▸ Task:
Return each line of the listing that contains the string "hanging".

= = = =

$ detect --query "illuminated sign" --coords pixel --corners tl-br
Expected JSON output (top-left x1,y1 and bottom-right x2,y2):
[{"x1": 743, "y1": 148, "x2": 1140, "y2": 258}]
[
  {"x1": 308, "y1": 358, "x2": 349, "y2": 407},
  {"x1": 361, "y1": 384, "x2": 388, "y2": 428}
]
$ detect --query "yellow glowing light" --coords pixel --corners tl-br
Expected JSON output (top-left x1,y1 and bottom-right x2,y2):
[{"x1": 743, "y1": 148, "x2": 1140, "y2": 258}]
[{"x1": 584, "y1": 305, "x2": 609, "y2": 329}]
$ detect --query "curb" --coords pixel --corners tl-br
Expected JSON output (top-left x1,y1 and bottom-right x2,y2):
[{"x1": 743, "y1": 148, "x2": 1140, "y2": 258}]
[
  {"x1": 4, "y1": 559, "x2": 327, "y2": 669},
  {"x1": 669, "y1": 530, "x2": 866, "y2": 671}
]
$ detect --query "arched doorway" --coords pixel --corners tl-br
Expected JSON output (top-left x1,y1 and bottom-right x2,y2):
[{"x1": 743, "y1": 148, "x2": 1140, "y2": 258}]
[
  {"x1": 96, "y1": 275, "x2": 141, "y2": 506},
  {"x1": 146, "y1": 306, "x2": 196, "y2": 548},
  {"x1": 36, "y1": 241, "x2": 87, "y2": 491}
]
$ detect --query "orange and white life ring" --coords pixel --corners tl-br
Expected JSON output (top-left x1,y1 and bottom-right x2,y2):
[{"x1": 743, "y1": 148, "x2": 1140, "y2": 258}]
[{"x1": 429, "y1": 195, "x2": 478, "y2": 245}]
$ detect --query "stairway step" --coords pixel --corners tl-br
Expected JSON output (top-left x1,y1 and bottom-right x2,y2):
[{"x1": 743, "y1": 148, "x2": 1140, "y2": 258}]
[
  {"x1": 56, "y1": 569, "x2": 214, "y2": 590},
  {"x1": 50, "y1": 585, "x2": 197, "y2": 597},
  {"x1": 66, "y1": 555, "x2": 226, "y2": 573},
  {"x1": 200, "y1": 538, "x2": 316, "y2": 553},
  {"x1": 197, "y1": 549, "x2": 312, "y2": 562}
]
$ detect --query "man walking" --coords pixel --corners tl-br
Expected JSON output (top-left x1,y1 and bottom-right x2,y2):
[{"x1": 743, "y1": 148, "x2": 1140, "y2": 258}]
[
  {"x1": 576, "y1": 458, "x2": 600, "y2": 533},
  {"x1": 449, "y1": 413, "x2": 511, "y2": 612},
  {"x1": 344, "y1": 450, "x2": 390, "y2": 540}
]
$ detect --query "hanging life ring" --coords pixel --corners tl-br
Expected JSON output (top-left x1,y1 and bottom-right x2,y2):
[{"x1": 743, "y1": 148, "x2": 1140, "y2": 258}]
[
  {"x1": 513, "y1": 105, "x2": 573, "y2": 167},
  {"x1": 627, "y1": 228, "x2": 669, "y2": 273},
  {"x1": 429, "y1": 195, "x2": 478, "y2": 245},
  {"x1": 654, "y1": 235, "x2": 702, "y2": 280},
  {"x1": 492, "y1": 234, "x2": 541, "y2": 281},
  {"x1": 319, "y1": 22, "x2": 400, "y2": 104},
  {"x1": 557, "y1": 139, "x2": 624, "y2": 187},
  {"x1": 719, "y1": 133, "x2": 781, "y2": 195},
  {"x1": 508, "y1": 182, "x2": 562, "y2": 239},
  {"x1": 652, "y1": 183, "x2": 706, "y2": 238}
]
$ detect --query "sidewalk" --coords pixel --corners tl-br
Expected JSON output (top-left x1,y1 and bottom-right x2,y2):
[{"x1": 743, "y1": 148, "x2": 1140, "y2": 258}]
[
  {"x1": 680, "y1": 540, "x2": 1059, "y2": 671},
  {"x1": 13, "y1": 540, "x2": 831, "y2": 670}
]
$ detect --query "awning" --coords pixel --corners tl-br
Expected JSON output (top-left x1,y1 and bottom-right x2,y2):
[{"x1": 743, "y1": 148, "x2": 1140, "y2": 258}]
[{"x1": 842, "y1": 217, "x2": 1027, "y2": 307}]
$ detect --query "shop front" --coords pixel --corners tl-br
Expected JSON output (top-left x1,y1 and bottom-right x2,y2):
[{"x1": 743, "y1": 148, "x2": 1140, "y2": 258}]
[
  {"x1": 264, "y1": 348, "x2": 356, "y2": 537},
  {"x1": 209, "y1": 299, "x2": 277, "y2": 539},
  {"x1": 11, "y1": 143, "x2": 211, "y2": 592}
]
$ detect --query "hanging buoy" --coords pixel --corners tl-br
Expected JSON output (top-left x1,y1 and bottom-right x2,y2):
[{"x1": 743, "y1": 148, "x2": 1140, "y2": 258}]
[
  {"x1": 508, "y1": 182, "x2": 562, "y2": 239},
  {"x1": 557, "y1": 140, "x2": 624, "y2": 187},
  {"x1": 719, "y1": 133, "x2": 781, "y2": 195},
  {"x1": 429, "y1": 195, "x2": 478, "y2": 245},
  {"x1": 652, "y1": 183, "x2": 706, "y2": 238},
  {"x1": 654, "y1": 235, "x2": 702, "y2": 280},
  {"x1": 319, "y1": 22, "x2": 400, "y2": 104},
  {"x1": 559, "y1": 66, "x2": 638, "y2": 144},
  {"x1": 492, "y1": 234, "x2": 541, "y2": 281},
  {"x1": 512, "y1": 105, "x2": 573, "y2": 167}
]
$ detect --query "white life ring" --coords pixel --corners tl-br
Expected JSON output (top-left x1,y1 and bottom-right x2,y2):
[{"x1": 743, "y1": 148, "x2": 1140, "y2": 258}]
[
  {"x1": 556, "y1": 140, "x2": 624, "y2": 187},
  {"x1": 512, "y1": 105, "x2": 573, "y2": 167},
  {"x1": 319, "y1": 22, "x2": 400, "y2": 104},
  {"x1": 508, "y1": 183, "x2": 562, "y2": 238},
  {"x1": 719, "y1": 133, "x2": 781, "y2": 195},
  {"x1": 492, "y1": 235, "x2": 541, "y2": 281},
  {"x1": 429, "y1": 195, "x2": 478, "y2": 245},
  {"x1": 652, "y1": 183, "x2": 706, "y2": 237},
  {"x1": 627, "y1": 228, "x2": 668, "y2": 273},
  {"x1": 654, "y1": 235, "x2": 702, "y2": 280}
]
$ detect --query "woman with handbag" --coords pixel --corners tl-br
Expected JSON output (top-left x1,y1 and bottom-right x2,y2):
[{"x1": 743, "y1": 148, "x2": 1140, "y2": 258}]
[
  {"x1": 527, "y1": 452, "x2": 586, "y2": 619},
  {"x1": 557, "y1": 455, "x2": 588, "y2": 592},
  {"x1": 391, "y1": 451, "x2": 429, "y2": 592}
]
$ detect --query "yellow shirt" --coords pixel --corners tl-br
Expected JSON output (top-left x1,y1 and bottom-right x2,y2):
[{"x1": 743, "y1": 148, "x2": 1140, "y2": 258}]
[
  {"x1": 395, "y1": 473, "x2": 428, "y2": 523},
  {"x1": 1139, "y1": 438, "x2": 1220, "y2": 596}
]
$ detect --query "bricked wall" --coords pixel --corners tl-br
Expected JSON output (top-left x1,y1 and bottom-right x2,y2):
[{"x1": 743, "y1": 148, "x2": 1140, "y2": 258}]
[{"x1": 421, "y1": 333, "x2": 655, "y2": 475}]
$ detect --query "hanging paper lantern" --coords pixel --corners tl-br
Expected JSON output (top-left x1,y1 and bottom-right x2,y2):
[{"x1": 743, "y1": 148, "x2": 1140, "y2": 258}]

= = = =

▸ Exercise response:
$ detect --query "hanging life ring" --coords pixel --corners tl-br
$ detect --query "hanging buoy" --coords pixel --corners tl-br
$ detect --query "hanging paper lantern" --coords pixel --corners tl-br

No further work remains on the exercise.